(Collected data)
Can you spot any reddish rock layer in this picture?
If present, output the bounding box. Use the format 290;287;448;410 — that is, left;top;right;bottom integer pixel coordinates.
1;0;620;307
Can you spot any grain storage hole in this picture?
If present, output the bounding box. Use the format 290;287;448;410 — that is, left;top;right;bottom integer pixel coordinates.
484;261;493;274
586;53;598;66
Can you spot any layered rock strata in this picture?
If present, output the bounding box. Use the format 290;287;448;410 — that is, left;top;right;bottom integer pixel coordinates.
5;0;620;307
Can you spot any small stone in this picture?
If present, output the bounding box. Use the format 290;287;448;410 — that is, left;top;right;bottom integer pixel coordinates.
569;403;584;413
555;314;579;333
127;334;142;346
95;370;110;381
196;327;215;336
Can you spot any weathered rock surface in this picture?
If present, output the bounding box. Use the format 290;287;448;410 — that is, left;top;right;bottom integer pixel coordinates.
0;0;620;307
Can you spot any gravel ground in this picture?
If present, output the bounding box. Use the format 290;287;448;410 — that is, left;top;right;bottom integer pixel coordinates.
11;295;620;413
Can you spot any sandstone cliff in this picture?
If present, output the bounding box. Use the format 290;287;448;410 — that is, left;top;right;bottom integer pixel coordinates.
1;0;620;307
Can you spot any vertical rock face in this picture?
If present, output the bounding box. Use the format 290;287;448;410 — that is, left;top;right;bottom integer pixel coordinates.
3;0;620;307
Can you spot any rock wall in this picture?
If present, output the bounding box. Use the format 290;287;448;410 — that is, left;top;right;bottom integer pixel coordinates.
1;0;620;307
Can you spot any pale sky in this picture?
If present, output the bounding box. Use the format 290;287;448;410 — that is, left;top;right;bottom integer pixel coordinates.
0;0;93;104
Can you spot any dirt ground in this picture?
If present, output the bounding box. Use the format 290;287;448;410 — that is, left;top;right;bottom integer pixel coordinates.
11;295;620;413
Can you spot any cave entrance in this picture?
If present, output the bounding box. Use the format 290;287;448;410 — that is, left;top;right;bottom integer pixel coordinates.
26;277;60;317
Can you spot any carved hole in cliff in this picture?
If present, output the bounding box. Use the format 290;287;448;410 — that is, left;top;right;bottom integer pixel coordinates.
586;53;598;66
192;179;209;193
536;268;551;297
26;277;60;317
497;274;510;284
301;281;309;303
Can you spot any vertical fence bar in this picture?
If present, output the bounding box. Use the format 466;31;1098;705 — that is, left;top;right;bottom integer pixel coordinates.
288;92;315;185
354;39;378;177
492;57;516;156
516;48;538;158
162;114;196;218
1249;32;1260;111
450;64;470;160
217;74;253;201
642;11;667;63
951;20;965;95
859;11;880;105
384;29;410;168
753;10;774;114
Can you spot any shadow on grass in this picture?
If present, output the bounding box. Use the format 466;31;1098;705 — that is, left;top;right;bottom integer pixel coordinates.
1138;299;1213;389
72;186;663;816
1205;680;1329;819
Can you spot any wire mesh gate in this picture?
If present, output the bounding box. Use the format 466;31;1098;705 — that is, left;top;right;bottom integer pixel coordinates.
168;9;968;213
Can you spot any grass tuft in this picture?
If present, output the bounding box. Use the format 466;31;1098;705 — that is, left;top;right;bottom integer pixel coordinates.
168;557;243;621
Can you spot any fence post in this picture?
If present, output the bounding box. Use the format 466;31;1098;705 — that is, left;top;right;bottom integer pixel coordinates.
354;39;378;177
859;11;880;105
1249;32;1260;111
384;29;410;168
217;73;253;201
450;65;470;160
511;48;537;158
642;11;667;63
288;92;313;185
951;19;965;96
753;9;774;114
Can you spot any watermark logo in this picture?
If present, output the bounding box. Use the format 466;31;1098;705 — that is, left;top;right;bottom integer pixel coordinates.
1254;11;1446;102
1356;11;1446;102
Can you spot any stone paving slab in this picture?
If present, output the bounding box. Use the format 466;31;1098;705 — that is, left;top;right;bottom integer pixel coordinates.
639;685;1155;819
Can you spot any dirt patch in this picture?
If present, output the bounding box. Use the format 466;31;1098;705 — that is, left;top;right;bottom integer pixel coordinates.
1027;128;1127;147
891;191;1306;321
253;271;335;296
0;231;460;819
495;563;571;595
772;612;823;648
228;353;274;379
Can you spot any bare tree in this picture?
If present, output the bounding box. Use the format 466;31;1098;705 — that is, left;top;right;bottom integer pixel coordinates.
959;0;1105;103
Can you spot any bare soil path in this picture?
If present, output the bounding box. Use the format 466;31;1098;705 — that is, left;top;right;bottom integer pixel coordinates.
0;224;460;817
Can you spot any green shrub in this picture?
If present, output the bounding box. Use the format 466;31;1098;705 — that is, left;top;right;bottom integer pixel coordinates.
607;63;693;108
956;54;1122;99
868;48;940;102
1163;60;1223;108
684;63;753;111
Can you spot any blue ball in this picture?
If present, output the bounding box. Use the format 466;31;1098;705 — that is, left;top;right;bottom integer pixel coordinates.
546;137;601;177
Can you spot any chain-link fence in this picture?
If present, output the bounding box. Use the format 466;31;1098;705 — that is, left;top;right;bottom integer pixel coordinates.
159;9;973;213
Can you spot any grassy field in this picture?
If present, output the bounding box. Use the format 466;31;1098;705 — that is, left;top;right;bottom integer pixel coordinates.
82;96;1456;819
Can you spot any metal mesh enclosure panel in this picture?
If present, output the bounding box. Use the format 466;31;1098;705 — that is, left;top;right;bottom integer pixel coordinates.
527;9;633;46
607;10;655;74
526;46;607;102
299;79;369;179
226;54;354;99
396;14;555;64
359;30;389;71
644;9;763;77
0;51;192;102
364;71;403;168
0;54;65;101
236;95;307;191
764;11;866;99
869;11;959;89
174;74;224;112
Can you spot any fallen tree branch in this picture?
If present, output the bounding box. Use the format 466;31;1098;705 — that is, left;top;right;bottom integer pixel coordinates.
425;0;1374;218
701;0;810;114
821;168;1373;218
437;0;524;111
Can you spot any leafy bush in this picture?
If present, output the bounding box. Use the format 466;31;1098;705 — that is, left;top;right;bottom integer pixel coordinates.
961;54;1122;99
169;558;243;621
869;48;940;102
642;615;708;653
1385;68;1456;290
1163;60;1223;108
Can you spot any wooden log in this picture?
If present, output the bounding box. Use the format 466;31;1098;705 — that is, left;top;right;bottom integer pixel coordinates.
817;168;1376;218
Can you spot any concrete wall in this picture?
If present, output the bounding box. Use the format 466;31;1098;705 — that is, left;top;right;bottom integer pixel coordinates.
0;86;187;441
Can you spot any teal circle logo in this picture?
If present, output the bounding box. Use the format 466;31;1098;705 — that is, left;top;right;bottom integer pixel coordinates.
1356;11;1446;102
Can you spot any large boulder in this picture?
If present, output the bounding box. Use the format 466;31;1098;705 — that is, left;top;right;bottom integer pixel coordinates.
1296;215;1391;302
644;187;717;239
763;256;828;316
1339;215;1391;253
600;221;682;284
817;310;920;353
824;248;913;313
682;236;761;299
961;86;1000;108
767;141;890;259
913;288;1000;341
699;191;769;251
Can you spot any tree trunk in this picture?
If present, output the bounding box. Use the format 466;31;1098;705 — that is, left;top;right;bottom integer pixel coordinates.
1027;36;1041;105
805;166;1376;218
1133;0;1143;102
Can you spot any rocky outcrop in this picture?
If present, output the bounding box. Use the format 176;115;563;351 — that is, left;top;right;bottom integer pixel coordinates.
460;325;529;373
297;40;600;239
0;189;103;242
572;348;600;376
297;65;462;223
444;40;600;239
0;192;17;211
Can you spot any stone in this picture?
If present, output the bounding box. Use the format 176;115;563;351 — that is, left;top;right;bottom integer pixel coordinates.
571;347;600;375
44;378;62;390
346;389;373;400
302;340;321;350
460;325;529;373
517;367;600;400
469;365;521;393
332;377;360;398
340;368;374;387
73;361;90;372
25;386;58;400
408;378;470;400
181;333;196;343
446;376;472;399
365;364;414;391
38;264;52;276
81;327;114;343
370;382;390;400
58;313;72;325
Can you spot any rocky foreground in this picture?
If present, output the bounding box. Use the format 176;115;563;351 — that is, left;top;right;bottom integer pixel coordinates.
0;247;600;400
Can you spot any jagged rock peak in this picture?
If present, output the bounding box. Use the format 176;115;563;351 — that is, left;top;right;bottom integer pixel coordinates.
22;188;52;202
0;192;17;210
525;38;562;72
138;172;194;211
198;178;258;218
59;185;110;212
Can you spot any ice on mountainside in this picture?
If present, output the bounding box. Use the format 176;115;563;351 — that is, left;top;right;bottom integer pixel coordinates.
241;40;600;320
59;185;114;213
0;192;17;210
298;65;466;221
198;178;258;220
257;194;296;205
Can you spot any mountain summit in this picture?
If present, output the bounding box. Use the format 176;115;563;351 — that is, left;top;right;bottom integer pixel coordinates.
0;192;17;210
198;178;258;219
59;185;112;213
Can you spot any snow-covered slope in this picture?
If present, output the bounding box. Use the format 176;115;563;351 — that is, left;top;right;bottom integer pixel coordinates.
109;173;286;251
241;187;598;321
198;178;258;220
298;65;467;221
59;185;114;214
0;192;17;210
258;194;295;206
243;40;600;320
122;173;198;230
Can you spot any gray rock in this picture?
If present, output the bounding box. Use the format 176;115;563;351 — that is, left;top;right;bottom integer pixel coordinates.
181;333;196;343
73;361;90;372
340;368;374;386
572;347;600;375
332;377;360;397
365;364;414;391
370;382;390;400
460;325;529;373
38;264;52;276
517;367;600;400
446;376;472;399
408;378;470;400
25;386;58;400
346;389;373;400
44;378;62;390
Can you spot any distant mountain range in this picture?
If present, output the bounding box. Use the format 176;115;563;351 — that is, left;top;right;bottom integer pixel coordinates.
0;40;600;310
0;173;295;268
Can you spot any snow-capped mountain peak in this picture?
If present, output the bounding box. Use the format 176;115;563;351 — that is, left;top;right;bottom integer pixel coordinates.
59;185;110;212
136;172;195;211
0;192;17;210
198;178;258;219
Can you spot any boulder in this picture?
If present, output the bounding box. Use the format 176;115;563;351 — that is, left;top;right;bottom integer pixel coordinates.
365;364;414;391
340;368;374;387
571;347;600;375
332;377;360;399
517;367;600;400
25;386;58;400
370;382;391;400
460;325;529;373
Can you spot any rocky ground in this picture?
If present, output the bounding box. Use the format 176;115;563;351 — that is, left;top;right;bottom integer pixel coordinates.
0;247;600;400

(Short problem) Please give the lines above, from the one containing "Can you spot any green shrub in this picture?" through the one containing "684;63;753;111", as a JSON list of strings with one string per line, skipping any blank lines.

(Finished answer)
[
  "Can you spot any green shrub in this picture?",
  "If present, output the bounding box. Use the format 466;31;1098;705 — that is, left;top;right;bottom integer pixel coordinates.",
  "607;63;693;108",
  "956;54;1122;99",
  "868;48;940;102",
  "1163;60;1223;108",
  "684;63;753;111"
]